> **What you have to do**
The records appear below. Report how many of their lines contain the word "surface", giving the number alone.

> **Data extract**
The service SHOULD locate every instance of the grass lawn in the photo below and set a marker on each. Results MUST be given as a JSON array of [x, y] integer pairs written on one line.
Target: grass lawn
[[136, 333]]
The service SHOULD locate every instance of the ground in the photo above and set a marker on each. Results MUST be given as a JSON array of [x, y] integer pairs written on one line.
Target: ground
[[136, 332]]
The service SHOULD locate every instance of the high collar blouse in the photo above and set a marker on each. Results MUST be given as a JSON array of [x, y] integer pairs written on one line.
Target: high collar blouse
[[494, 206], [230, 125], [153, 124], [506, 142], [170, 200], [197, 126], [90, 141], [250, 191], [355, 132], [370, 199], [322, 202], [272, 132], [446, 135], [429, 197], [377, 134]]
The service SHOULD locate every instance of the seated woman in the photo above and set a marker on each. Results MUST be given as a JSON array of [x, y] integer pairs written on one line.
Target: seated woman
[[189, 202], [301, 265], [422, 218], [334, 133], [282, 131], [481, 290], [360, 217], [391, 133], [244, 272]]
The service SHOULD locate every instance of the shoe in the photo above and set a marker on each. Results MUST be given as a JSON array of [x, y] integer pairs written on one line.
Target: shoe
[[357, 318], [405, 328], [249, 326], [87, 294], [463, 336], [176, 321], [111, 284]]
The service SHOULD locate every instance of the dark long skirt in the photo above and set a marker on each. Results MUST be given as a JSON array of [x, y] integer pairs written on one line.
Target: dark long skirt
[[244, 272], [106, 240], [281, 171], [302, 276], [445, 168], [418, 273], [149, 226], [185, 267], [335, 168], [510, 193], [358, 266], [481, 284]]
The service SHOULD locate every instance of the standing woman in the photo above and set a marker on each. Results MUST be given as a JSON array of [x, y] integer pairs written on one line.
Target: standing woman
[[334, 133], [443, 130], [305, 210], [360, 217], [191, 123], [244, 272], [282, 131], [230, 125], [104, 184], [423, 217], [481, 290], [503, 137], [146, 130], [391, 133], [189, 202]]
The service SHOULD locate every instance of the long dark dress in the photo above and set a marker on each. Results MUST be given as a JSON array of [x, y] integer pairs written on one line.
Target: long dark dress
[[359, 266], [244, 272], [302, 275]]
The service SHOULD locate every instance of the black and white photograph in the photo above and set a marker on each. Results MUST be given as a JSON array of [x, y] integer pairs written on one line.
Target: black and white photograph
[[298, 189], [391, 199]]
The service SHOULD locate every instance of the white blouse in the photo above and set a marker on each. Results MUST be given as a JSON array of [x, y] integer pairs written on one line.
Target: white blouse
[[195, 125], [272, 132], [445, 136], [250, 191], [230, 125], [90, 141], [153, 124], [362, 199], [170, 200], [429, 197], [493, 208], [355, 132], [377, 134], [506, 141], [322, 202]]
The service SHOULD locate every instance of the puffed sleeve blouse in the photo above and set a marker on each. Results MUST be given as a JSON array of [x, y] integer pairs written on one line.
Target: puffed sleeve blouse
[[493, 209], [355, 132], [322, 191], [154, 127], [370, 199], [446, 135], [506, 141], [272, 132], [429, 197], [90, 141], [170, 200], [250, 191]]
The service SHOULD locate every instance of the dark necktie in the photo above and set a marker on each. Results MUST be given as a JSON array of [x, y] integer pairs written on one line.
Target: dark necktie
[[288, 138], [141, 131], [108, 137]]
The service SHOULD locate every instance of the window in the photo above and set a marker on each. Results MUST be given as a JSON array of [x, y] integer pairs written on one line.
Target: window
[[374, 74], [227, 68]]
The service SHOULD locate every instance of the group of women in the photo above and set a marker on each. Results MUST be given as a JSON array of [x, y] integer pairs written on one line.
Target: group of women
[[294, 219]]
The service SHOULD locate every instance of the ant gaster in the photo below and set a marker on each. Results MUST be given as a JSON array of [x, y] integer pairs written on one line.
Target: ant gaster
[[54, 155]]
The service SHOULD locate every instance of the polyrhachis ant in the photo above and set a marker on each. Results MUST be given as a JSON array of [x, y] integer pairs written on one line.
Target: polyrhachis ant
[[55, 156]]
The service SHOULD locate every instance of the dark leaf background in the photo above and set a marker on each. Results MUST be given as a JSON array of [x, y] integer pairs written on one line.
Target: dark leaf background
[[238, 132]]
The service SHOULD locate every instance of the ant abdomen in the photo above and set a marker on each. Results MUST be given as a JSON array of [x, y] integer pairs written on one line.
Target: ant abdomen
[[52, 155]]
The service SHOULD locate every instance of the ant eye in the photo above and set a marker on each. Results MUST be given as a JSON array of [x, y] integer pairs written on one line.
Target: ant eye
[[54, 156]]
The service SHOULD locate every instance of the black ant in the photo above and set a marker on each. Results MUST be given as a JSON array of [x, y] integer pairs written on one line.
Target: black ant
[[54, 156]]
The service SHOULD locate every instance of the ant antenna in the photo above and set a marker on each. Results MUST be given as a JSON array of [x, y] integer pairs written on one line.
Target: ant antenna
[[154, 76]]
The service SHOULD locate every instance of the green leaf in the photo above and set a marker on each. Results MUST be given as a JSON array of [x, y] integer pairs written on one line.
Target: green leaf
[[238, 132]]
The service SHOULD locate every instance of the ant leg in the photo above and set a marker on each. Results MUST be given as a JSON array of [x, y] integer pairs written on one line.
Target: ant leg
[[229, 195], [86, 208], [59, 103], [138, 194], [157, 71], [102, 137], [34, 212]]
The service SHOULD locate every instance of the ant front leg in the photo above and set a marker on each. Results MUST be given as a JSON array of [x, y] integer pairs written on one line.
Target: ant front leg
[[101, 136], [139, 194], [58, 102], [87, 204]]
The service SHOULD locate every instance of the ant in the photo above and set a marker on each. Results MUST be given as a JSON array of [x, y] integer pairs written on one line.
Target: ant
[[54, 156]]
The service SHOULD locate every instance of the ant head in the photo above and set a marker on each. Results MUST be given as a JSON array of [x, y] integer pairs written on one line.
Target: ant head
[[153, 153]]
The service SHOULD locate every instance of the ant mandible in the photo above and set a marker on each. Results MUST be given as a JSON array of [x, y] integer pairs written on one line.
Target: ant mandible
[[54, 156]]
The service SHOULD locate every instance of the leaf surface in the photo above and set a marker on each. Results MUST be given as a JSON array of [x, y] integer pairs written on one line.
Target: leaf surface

> **Solution**
2